[REQUEST] Format each line of the records below as a string in a JSON list, one string per line, and leave out any blank lines.

GIVEN DATA START

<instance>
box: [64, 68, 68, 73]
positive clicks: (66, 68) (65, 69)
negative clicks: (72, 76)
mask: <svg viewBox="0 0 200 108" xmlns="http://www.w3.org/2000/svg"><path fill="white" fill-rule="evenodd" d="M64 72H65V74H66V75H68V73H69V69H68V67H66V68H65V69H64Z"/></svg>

GIVEN DATA END

[PROBLEM SOLUTION]
[
  "<instance>",
  "box: [64, 68, 68, 73]",
  "positive clicks: (66, 68) (65, 69)",
  "negative clicks: (72, 76)",
  "mask: <svg viewBox=\"0 0 200 108\" xmlns=\"http://www.w3.org/2000/svg\"><path fill=\"white\" fill-rule=\"evenodd\" d=\"M64 72H65V74H66V75H68V73H69V69H68V67H66V68H65V69H64Z\"/></svg>"
]